● **GIVEN PROBLEM**
Rewrite the listing below with every "keypoint" changed to "marker", leaving everything else as it is.

[Pointing dataset records]
** start **

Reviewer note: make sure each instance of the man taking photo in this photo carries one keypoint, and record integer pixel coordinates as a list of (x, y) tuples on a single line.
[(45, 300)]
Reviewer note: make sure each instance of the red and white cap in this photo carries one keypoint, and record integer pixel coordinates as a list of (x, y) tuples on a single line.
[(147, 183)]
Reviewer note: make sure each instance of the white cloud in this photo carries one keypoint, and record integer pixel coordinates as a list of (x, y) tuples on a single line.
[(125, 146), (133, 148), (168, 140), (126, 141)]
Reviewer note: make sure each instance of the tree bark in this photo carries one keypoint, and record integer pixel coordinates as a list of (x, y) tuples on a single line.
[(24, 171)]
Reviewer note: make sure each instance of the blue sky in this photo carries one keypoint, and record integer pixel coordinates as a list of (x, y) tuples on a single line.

** end **

● **SOLUTION**
Reviewer note: make sure each instance of the man taking photo in this photo carries one marker, and record integer pixel coordinates as a list of (x, y) tuples on a single line.
[(45, 300)]
Reviewer note: make sure each instance of the red and white cap in this photo carries one marker, and record integer pixel coordinates as a list of (x, y) tuples on a single line.
[(147, 183)]
Reviewer note: make sure each instance of the white cloud in this photo carries one marker, and record integer pixel coordinates as a list of (x, y) tuples on a single line.
[(125, 146), (133, 148), (168, 140), (126, 141)]
Reviewer note: make sure each instance of the tree bark in this photo carries one marker, and record integer pixel coordinates as a list of (x, y) tuples on a single line.
[(24, 171)]
Reviewer note: make sure each instance of the blue sky in this photo carries one marker, and record integer pixel coordinates as a list of (x, y) tuples on a single line.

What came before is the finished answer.